*How to complete this task*
Skipping all pictures, please restate word for word the lines from the one that contains "Indicate every instance of the green leaf" through the last line of the entries.

*Data supplied*
■ ■ ■ ■ ■

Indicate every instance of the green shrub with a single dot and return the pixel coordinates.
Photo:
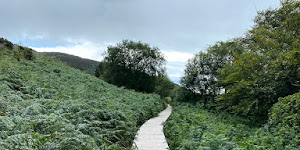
(45, 104)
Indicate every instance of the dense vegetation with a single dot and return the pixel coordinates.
(247, 75)
(135, 65)
(256, 78)
(191, 126)
(85, 65)
(45, 104)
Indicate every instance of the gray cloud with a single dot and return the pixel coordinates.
(173, 25)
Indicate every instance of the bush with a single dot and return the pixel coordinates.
(45, 104)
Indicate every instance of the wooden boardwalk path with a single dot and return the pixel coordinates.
(151, 136)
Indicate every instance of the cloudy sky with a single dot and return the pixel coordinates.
(180, 28)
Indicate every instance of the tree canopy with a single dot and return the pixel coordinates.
(134, 65)
(250, 73)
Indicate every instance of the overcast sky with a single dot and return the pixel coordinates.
(180, 28)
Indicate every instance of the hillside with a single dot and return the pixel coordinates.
(45, 104)
(86, 65)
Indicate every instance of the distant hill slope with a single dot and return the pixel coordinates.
(86, 65)
(45, 104)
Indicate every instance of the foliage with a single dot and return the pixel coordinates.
(85, 65)
(284, 116)
(134, 65)
(45, 104)
(163, 85)
(247, 75)
(190, 126)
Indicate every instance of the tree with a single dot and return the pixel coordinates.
(134, 65)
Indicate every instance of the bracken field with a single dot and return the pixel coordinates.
(44, 104)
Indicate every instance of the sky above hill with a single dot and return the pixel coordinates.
(180, 28)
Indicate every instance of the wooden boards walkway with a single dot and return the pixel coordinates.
(151, 136)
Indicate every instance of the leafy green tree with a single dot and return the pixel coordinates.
(134, 65)
(163, 85)
(270, 67)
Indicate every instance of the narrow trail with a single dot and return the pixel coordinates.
(151, 135)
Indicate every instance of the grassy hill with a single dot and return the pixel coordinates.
(86, 65)
(45, 104)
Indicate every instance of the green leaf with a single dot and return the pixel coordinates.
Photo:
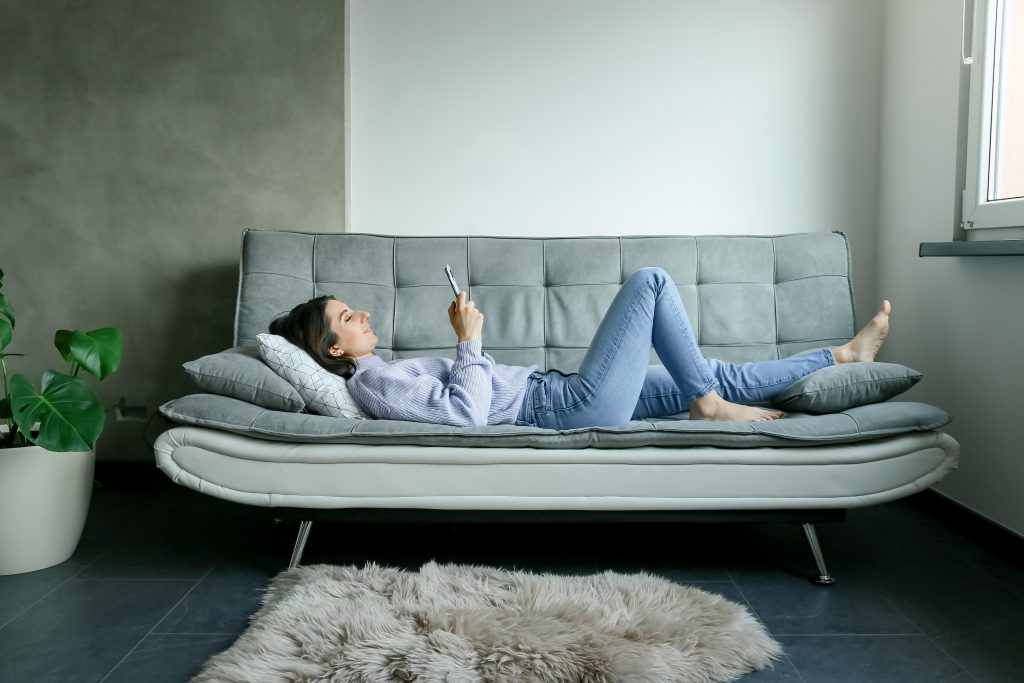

■ ■ ■ ■ ■

*Reply to the task*
Indicate every instance of the green leaf with a single dot and return the pixel coordinates.
Photo:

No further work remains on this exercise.